- WHAT YOU SHOULD DO
Go through the listing and return every line with "board" in it.

- PROVIDED RECORDS
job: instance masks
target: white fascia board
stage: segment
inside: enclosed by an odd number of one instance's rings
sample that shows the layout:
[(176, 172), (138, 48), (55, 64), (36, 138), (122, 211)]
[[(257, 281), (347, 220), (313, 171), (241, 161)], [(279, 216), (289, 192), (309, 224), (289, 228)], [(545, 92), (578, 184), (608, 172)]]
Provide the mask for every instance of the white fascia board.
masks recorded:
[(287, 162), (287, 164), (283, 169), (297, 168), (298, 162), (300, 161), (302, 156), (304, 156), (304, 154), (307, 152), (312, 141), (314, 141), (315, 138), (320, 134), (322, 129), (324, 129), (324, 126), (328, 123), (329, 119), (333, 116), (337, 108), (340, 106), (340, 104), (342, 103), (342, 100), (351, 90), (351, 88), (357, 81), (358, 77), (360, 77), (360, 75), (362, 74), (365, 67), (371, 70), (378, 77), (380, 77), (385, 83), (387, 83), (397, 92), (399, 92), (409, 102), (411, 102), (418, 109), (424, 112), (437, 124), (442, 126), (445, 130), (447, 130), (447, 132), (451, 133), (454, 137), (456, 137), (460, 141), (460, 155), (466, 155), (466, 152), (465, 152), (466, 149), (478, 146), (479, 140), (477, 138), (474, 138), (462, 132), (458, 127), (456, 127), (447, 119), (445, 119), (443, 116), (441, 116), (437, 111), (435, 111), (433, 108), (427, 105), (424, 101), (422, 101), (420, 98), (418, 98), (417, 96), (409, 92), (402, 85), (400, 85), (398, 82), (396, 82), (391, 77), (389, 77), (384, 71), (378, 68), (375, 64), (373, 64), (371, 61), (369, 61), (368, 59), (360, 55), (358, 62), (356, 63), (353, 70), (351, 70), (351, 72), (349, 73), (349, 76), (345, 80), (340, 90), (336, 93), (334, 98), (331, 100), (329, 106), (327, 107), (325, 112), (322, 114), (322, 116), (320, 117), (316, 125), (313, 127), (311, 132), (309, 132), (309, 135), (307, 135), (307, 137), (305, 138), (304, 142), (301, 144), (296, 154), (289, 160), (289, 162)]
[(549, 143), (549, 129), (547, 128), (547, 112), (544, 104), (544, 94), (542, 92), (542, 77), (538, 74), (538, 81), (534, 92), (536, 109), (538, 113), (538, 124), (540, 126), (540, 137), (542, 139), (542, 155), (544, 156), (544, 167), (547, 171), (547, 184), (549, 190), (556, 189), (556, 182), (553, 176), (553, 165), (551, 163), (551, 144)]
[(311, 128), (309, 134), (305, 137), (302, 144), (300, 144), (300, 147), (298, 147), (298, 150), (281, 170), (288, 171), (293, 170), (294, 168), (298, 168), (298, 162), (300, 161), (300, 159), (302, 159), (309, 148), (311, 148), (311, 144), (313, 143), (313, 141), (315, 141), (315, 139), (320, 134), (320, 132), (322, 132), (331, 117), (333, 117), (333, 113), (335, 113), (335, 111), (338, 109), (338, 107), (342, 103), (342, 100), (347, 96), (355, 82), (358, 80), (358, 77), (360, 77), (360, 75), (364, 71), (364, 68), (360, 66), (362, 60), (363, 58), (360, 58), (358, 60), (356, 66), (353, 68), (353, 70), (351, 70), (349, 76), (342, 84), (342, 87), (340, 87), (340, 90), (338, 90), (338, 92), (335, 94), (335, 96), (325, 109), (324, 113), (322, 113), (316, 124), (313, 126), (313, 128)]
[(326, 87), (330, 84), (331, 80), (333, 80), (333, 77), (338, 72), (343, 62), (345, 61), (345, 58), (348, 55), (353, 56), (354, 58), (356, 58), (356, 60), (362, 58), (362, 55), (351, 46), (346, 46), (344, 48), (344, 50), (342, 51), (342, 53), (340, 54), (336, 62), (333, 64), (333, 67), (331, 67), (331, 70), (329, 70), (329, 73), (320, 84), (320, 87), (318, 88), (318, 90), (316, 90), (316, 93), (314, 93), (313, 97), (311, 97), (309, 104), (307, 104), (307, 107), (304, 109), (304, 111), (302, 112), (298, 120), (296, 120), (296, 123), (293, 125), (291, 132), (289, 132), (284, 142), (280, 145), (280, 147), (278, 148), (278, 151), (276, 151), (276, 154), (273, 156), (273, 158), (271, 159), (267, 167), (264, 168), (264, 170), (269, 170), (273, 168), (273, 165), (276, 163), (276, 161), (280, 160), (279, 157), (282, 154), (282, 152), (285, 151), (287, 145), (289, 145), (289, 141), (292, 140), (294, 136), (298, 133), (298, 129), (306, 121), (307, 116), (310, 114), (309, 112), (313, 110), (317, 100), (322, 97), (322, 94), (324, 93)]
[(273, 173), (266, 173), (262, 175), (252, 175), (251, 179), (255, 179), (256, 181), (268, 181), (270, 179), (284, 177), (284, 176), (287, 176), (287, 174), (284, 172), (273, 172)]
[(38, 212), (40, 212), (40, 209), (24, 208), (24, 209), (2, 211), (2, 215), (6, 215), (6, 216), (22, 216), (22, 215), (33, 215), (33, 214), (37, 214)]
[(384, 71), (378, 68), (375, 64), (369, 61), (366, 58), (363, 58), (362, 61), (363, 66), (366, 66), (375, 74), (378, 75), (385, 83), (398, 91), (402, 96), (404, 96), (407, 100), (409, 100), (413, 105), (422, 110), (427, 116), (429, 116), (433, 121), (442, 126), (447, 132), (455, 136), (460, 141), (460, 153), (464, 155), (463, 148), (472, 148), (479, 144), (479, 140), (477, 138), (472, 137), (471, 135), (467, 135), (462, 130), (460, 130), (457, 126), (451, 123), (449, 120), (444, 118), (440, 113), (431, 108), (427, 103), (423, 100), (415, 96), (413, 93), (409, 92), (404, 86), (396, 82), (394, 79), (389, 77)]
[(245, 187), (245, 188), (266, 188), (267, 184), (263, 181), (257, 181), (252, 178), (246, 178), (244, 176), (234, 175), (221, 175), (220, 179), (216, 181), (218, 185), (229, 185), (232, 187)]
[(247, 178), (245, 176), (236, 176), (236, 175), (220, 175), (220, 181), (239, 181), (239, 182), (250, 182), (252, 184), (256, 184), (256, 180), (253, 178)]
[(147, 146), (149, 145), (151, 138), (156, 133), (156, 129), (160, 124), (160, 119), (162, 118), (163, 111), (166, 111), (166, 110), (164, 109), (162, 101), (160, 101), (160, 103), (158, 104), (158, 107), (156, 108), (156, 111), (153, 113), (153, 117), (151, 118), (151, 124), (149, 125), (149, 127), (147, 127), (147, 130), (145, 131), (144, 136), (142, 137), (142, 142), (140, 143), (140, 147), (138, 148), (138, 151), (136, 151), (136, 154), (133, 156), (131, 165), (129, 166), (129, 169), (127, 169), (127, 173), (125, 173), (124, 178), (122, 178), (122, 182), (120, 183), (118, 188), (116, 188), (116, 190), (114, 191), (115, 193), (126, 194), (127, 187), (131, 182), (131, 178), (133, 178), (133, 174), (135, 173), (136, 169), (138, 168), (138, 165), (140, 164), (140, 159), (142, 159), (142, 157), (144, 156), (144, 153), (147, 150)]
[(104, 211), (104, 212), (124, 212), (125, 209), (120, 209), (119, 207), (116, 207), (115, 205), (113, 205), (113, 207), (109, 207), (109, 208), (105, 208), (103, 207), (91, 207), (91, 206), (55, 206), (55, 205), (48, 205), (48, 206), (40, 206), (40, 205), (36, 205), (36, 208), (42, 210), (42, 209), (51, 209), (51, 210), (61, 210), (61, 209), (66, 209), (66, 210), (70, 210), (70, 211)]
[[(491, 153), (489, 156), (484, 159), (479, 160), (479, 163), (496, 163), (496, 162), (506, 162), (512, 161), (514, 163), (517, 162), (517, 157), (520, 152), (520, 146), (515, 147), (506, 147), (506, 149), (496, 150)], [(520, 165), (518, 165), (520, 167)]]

- REPLY TO THE EXERCISE
target: white fascia board
Provide the mask for every instance of the white fascia board.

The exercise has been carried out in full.